"""

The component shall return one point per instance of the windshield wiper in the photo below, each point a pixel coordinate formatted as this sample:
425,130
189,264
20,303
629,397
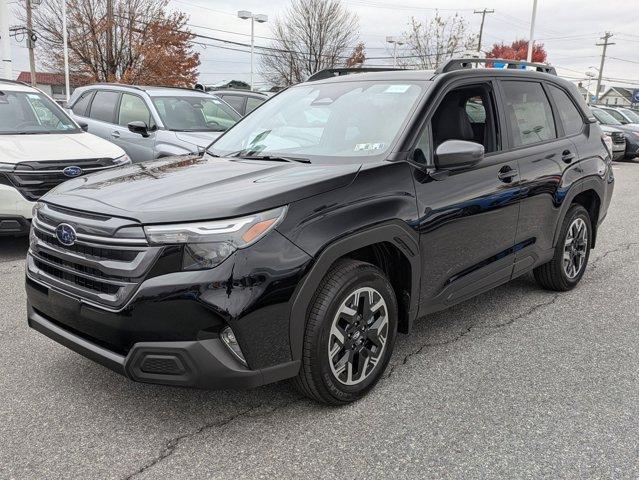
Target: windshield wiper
274,158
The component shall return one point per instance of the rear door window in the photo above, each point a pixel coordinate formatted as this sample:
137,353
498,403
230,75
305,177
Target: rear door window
528,112
568,113
104,105
133,109
80,107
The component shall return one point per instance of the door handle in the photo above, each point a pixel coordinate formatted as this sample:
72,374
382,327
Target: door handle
507,173
567,156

"""

*The exercise*: Write out the entire listing above word for word, omitting any pictures.

*Answer below*:
The component shall return one point per instance of the windshield wiper in the photo below, each point a pixel coordinate formatted as this sample:
425,130
189,264
20,303
629,397
Target: windshield wiper
274,158
The component shall return one point per instance of the rear door window in the photo above, each point a pixel coordinate formatted as this sample:
137,353
498,403
230,75
305,177
Target: rear door window
528,112
568,113
104,105
133,109
80,107
The component shall return one point per instance of the door handle in the photo above, each point a pixel coordinate formatted as this sample:
72,374
382,327
Target: door handle
507,173
567,156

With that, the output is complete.